• _Required actions_
(A) Which lines of the listing contain the string "item"? Return each one, treating uppercase and lowercase as different.
(B) Continue the Arkansas bridge district court opinion from where it stops.

Start Passage

Case Name: Brockman v. Board of Directors of Jefferson County Bridge District
Court: Arkansas Supreme Court
Jurisdiction: Arkansas
Decision Date: 1933-12-11
Citations: 188 Ark. 396
Docket Number: 4-3238
Parties: Brockman v. Board of Directors of Jefferson County Bridge District.
Judges: 
Reporter: Arkansas Reports
Volume: 188
Pages: 396–401

Head Matter:
Brockman v. Board of Directors of Jefferson County Bridge District.
4-3238
Opinion delivered December 11, 1933.
E. W. Brockman, for appellant.
Bridges, McGaughy & Bridges, for appellee.

Opinion:
Kirby, J.,
(after stating the facts). The appellant seeks to collect fees against certain delinquent lands of the district embraced in this suit and have them, taxed against each particular tract described therein as costs for his compensation for the collection of the delinquent taxes for 1929 and 1930 as provided in said act 121 of 1921.
He alleged that said act making provision for the collection of delinquent taxes ivas enacted long prior to the adoption of amendment No. 12 to the Constitution, prohibiting the passage of local acts by the Legislature, and that by its terms he was entitled to have the court fix a reasonable sum to be taxed as attorney's fees against each tract of land set out in the complaint; and that said act of the Legislature, No. 274 of 1933, entitled: "An Act to Amend § 1 of act 121 of the Special Acts of the General Assembly of the State of Arkansas, approved February 1, 1921," left out of the provisions of said act all reference to the collection fees for the service, and instead provided: "And it shall be the duty of said attorney to do and perform all and singular the duties incumbent on the attorney for the Jefferson County Bridge District, and said service shall be performed by the prosecuting attorney of said county without additional salary to that now provided by law for the prosecuting attorney of Jefferson County."

End Passage
Start Record extracts

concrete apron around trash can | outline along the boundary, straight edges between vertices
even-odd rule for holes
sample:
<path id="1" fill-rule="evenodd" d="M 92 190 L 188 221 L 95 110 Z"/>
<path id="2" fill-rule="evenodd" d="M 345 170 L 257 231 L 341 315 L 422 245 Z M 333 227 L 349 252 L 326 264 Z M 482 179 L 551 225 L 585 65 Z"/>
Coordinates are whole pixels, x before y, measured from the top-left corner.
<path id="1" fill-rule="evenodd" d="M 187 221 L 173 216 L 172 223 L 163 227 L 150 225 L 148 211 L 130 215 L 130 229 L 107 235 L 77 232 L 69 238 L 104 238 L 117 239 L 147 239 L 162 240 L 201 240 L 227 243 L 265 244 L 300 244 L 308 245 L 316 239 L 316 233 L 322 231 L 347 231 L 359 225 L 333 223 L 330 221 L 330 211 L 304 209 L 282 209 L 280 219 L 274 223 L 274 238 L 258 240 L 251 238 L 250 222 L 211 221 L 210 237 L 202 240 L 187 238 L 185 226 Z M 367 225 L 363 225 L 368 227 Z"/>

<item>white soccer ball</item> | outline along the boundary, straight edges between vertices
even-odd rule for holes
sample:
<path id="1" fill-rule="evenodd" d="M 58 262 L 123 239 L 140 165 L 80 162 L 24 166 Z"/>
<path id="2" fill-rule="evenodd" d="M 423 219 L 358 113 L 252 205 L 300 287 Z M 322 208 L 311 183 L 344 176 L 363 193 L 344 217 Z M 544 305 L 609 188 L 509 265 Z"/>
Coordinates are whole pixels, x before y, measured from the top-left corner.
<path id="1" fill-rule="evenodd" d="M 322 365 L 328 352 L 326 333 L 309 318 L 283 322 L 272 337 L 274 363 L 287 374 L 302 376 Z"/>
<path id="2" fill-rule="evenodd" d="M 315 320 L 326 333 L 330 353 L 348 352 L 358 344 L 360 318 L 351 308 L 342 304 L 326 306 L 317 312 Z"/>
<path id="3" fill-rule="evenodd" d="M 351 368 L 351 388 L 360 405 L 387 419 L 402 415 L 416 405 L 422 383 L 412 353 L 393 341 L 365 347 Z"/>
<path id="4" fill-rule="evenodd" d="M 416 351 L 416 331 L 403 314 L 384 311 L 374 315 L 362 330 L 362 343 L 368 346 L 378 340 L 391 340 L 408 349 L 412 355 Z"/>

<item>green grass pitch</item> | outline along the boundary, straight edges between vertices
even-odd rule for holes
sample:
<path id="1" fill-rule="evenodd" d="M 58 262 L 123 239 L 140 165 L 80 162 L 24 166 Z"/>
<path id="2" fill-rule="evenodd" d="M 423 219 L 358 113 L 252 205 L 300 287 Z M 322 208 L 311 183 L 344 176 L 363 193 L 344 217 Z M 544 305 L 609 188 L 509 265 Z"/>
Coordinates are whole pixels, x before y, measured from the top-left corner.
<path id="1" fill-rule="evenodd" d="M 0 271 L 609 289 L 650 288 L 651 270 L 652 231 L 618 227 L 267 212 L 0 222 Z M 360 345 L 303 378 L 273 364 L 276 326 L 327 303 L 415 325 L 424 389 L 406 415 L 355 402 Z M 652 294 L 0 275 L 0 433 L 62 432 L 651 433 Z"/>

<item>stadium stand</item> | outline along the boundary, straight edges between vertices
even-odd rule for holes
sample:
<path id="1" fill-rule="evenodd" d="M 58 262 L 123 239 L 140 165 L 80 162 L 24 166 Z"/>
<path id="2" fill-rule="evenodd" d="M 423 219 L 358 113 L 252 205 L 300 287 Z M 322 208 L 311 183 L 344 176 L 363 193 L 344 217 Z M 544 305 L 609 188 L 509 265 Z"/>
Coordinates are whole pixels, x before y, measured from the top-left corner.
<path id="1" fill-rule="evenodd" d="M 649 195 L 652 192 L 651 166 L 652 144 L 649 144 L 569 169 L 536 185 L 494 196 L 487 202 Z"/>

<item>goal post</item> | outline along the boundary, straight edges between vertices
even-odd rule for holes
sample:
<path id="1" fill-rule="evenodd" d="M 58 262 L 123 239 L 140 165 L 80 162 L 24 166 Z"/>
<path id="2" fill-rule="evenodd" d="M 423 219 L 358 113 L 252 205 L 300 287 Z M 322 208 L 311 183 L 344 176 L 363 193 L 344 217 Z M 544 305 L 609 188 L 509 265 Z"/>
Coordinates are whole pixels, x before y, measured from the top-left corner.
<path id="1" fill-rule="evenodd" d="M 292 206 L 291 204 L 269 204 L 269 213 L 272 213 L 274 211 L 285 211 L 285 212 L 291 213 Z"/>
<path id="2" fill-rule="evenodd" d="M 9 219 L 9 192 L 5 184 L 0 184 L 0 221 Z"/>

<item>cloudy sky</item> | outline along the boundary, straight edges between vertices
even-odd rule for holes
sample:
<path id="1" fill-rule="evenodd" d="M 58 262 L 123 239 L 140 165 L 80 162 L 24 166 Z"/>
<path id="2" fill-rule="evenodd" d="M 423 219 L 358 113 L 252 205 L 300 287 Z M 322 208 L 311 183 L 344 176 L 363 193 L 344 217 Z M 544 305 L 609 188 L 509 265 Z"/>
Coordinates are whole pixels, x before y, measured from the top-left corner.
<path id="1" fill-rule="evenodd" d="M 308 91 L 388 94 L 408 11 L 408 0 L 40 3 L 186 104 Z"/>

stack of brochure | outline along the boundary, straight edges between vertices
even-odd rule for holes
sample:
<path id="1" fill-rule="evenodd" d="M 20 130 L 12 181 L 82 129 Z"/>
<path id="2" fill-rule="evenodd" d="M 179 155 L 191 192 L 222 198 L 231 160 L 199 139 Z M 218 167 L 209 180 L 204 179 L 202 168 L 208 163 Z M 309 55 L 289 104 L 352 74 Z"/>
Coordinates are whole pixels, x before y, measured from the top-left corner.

End Record extracts
Start Record extracts

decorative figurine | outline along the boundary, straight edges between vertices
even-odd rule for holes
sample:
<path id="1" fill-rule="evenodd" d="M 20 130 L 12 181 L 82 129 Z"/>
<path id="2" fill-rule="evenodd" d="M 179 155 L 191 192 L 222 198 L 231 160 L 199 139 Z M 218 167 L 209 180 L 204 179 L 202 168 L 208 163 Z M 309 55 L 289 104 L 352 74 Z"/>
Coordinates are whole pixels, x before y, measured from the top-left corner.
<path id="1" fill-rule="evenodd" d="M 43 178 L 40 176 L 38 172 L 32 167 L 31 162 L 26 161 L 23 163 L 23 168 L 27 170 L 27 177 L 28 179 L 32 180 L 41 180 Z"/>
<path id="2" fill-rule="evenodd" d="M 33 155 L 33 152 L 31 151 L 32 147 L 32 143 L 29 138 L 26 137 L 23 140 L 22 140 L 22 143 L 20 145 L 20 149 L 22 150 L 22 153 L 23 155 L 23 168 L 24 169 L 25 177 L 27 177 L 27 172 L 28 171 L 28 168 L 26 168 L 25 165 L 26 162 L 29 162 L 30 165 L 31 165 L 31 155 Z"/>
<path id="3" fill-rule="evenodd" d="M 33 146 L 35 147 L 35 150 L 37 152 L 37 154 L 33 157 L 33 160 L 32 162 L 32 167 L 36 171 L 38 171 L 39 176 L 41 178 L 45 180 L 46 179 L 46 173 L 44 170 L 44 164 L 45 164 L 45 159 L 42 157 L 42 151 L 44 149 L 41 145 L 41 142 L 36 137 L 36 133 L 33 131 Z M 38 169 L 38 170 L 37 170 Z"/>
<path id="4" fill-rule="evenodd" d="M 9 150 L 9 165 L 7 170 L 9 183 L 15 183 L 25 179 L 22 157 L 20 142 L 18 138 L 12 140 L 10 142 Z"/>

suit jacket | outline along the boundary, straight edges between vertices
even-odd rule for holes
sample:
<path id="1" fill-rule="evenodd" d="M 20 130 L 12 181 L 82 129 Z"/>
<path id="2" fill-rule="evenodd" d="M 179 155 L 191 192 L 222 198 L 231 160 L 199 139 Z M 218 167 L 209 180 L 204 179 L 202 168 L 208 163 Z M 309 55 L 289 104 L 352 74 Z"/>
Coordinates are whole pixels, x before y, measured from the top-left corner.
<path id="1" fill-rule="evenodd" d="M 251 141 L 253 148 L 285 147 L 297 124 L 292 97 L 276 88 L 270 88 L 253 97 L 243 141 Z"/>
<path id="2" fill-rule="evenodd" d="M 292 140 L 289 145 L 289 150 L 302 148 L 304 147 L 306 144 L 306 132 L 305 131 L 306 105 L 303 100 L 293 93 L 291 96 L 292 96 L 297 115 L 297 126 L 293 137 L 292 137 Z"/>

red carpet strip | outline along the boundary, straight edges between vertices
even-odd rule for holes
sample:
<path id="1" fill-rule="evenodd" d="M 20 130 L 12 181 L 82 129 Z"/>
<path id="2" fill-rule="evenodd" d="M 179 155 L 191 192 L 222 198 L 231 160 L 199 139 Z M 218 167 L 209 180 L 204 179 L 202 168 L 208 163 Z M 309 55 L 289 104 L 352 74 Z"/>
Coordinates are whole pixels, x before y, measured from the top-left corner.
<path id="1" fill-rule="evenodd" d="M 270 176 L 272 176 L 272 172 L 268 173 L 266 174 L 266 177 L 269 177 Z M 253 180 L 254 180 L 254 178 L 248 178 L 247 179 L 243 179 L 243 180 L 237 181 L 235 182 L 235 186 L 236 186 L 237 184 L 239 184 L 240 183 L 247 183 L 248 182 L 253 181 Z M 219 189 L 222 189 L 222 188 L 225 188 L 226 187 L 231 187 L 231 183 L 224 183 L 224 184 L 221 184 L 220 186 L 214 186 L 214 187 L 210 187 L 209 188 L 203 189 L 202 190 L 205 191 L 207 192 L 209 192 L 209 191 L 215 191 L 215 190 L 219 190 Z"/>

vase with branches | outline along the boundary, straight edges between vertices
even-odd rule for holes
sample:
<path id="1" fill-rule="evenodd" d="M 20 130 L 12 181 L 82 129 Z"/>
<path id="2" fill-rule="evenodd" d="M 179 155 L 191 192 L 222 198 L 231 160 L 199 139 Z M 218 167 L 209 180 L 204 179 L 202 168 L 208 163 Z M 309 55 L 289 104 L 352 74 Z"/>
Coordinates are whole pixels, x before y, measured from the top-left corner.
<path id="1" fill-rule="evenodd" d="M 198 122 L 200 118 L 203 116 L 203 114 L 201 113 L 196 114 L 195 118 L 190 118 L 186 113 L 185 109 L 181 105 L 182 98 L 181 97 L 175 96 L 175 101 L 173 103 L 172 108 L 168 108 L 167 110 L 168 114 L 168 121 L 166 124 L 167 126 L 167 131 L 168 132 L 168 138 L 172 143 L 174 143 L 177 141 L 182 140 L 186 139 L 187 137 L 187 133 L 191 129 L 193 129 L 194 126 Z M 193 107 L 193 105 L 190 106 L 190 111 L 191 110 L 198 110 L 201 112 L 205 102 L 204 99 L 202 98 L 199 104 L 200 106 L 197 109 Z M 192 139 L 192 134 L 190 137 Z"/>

End Record extracts
Start Record extracts

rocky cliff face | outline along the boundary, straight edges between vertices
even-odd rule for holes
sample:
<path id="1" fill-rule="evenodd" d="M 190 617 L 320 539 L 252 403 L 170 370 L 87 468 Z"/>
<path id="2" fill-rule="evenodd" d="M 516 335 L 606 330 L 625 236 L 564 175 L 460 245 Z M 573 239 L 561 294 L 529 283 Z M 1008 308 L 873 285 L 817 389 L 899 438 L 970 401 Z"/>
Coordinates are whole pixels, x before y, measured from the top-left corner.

End Record extracts

• _Results_
(A)
<item>white soccer ball</item> | outline along the boundary, straight edges between vertices
<item>green grass pitch</item> | outline along the boundary, straight edges between vertices
<item>stadium stand</item> | outline along the boundary, straight edges between vertices
<item>goal post</item> | outline along the boundary, straight edges between vertices
<item>cloudy sky</item> | outline along the boundary, straight edges between vertices

(B)
It is insisted that said § 1 of act 274 of 1933, is void as being in conflict with article 19, § 11, of the Constitution in that it endeavors to diminish the salary of the prosecuting attorney during his term of office, and further is in conflict with Amendment No. 12 of the Constitution, attempting to amend a special act of the Legislature.
The court made the following declaration of law: "The intervention in this case as presented by E. W. Brockman, as prosecuting attorney of Jefferson County and made attorney for the Jefferson County Bridge District under act No. 121 of the General Assembly for the year 1921, presents the issue as to whether act .No. 274 of the Acts of the General Assembly for the year 1933, amended or repealed said act No. 121 for the year 1921. This court is not passing on any phase of the case as to the justness of the act, the amount of work to be done, or fees fixed therefor, but solely on the question of the constitutionality of act No. 274 of the Acts of 1933. Since the adoption of the constitutional amendment which prohibits the Legislature from passing a local or special act, the Legislature cannot amend a local act, but it can repeal a local act, either entirely or only some particular part of it."
Article 19, § 11, of the Constitution provides that prosecuting attorneys, with other specified State officials, "shall each receive a salary, to be established by law, which shall not be increased or diminished during their respective terms, nor shall any of them, except the prosecuting attorneys, receive to his own use any fees, etc." Under the statute a salary is provided for prosecuting attorneys which can be said within the meaning of the above section to be established by law, and said section also prohibits the increasing or diminishing of the salary during the respective terms of office. The prohibition, however, is to the salary only, and does not affect one whose compensation is not definite and fixed, but is uncertain in amount and consists in fees or percentages. 46 C. J. 1024, and cases cited in footnote 55. See also, State v. Grimes, 7 Wash. 445, 35 Pac. 361, where a like provision of the Constitution of Washington re ceived such construction. No compensation had been fixed for the services herein before the act of 1933' reduced the compensation, and: "A constitutional provision prohibiting a change, of compensation after an election or appointment during' the term of an office does not apply where, prior to such time, no salary or compensation had been fixed for the office. ' ' 46 C. J. 1025.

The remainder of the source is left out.